▶ Travail demandé
Pouvez-vous recopier intégralement, sans rien changer, l'extrait ci-dessous sur l'érosion éolienne et les tempêtes de sable ?

▶ Extrait retenu

──────

La couverture végétale est un facteur majeur de l’érosion éolienne. La dégradation de la végétation due au pâturage, aux feux de forêt, à la déforestation et à d’autres activités humaines, ainsi qu’au changement climatique, a été identifiée comme la principale cause de la dégradation des sols et du développement durable, en particulier dans les zones arides caractérisées par des systèmes de parcours extensifs. 

La capacité limitée des systèmes d’alerte précoce demeure un problème critique, laissant les communautés vulnérables à des événements soudains de tempêtes de sable et de poussière. Le renforcement des capacités de surveillance et de prévisions météorologiques est primordial pour fournir des alertes en temps opportun et atténuer, ainsi, les impacts socio-économiques. La coopération internationale est également essentielle à l’élaboration de stratégies régionales de lutte contre les tempêtes de sable et de poussière, compte tenu de la nature transfrontalière de ces phénomènes. Des initiatives de collaboration, telles que la Coalition des Nations Unies pour la lutte contre les tempêtes de sable et de poussière, facilitent l’échange de connaissances et le renforcement des capacités entre les pays touchés dans la région MENA.

──────

▶ Données fournies
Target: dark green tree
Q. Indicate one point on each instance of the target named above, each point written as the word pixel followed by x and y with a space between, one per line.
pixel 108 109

──────

▶ Résultat obtenu
La couverture végétale est un facteur majeur de l’érosion éolienne. La dégradation de la végétation due au pâturage, aux feux de forêt, à la déforestation et à d’autres activités humaines, ainsi qu’au changement climatique, a été identifiée comme la principale cause de la dégradation des sols et du développement durable, en particulier dans les zones arides caractérisées par des systèmes de parcours extensifs. 

La capacité limitée des systèmes d’alerte précoce demeure un problème critique, laissant les communautés vulnérables à des événements soudains de tempêtes de sable et de poussière. Le renforcement des capacités de surveillance et de prévisions météorologiques est primordial pour fournir des alertes en temps opportun et atténuer, ainsi, les impacts socio-économiques. La coopération internationale est également essentielle à l’élaboration de stratégies régionales de lutte contre les tempêtes de sable et de poussière, compte tenu de la nature transfrontalière de ces phénomènes. Des initiatives de collaboration, telles que la Coalition des Nations Unies pour la lutte contre les tempêtes de sable et de poussière, facilitent l’échange de connaissances et le renforcement des capacités entre les pays touchés dans la région MENA.